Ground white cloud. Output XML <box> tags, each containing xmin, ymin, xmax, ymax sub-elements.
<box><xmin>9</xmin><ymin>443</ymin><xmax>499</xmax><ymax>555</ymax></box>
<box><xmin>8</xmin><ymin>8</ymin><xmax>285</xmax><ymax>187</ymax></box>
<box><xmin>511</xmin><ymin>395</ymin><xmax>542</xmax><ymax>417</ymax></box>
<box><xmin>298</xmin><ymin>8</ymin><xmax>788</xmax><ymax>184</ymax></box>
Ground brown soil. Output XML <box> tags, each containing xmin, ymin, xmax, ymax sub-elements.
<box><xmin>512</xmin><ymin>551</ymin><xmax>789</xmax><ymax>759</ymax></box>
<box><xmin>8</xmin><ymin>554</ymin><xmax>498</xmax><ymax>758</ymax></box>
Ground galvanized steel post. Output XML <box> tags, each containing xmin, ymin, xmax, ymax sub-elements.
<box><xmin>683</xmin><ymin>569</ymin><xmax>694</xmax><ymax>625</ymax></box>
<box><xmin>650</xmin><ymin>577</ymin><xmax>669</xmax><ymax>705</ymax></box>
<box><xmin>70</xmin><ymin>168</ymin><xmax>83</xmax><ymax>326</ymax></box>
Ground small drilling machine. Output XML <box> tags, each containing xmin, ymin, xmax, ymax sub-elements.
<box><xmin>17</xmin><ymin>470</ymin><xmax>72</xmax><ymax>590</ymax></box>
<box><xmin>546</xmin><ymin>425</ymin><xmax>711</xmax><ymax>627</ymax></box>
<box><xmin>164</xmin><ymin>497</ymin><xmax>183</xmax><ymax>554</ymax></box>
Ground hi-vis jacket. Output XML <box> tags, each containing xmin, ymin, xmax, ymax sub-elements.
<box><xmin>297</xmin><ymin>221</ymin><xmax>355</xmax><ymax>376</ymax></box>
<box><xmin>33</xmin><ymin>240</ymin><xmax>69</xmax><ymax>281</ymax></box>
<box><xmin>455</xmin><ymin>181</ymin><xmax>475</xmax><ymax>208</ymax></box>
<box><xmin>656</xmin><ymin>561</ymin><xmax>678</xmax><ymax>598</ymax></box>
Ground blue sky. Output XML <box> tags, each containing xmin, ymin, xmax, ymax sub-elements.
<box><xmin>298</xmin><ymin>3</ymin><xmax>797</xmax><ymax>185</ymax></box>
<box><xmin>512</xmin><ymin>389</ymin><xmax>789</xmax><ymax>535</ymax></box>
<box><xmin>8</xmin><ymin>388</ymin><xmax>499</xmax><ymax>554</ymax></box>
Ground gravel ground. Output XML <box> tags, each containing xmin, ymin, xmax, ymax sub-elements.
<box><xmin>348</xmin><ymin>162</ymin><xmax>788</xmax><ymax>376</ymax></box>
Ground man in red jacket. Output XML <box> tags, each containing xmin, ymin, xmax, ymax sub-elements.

========================

### Do this
Can you rewrite the records above in full, updating every "sub-elements" to "child tags" and changing nothing else?

### Full output
Ground white cloud. Output XML <box> tags, each containing xmin, ymin, xmax, ymax child tags.
<box><xmin>9</xmin><ymin>443</ymin><xmax>499</xmax><ymax>555</ymax></box>
<box><xmin>8</xmin><ymin>8</ymin><xmax>285</xmax><ymax>187</ymax></box>
<box><xmin>511</xmin><ymin>395</ymin><xmax>542</xmax><ymax>417</ymax></box>
<box><xmin>298</xmin><ymin>8</ymin><xmax>788</xmax><ymax>184</ymax></box>
Ground brown soil. Output XML <box> tags, each containing xmin, ymin, xmax, ymax child tags.
<box><xmin>512</xmin><ymin>551</ymin><xmax>789</xmax><ymax>759</ymax></box>
<box><xmin>8</xmin><ymin>554</ymin><xmax>498</xmax><ymax>758</ymax></box>
Ground galvanized steel post. Output XML <box> tags, each containing xmin, ymin, xmax, ymax child tags.
<box><xmin>683</xmin><ymin>569</ymin><xmax>694</xmax><ymax>625</ymax></box>
<box><xmin>650</xmin><ymin>577</ymin><xmax>669</xmax><ymax>705</ymax></box>
<box><xmin>70</xmin><ymin>168</ymin><xmax>83</xmax><ymax>326</ymax></box>
Ground small drilling machine. Output XML <box> tags, each containing xmin, ymin, xmax, ymax child tags.
<box><xmin>17</xmin><ymin>470</ymin><xmax>72</xmax><ymax>590</ymax></box>
<box><xmin>546</xmin><ymin>425</ymin><xmax>711</xmax><ymax>627</ymax></box>
<box><xmin>164</xmin><ymin>497</ymin><xmax>183</xmax><ymax>554</ymax></box>
Ground hi-vis jacket. Output XML <box> tags, each containing xmin, ymin, xmax, ymax child tags.
<box><xmin>297</xmin><ymin>221</ymin><xmax>355</xmax><ymax>376</ymax></box>
<box><xmin>33</xmin><ymin>240</ymin><xmax>69</xmax><ymax>281</ymax></box>
<box><xmin>455</xmin><ymin>181</ymin><xmax>475</xmax><ymax>208</ymax></box>
<box><xmin>656</xmin><ymin>561</ymin><xmax>678</xmax><ymax>598</ymax></box>
Ground blue sky. Output XML <box> tags, each containing xmin, ymin, xmax, ymax child tags.
<box><xmin>298</xmin><ymin>3</ymin><xmax>797</xmax><ymax>185</ymax></box>
<box><xmin>512</xmin><ymin>389</ymin><xmax>789</xmax><ymax>535</ymax></box>
<box><xmin>8</xmin><ymin>388</ymin><xmax>499</xmax><ymax>554</ymax></box>
Ground gravel ground. Output XML <box> tags, each containing xmin, ymin, xmax, ymax child tags.
<box><xmin>348</xmin><ymin>162</ymin><xmax>788</xmax><ymax>376</ymax></box>
Ground man in red jacket. Output XML <box> tags, each containing xmin, ymin, xmax, ymax child tags.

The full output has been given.